[begin TEXT SEGMENT]
Although it may sound like it was ripped straight from a
post-Clinton scandal press release, I have something slightly less
trivial to say.

The loss of at least three starters (Barnes, Billy Knight, Dan
Gadzuric) and possibly a fourth (Jason Kapono) means that
we’re likely in store for another woefully unpredictable
first few months of the 2002-03 season.

But ridiculous as they seemed at the time, Steve Lavin’s
NHL-style substitution patterns gave at least six returning players
significant minutes, and you’d be hard-pressed to find a more
experienced pair of sophomore point guards than Bozeman and Ryan
Walcott.

They will struggle early, that much is clear. Should Kapono
return, the starting lineup would be some five-man combination of
Kapono, Ray Young, Bozeman, Dijon Thompson, T.J. Cummings, and
newcomer Mike Fey, with Andre Patterson, Walcott, and transfer Jon
Crispin off the bench.
[end TEXT SEGMENT]
[begin GIVEN INFORMATION]
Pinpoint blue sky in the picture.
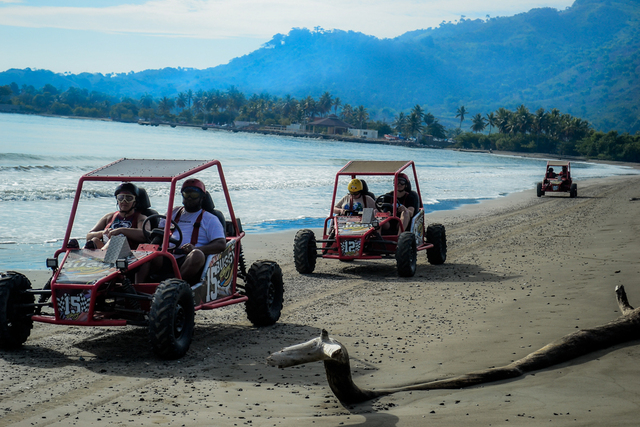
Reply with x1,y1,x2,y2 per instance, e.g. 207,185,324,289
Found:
0,0,573,73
[end GIVEN INFORMATION]
TO BE DONE:
1. In the basketball column, which three starters does the team lose for certain?
2. Return the part of the basketball column from "But ridiculous as" up to and including "off the bench.".

THE RESPONSES:
1. Barnes, Billy Knight, and Dan Gadzuric.

2.
But ridiculous as they seemed at the time, Steve Lavin’s
NHL-style substitution patterns gave at least six returning players
significant minutes, and you’d be hard-pressed to find a more
experienced pair of sophomore point guards than Bozeman and Ryan
Walcott.

They will struggle early, that much is clear. Should Kapono
return, the starting lineup would be some five-man combination of
Kapono, Ray Young, Bozeman, Dijon Thompson, T.J. Cummings, and
newcomer Mike Fey, with Andre Patterson, Walcott, and transfer Jon
Crispin off the bench.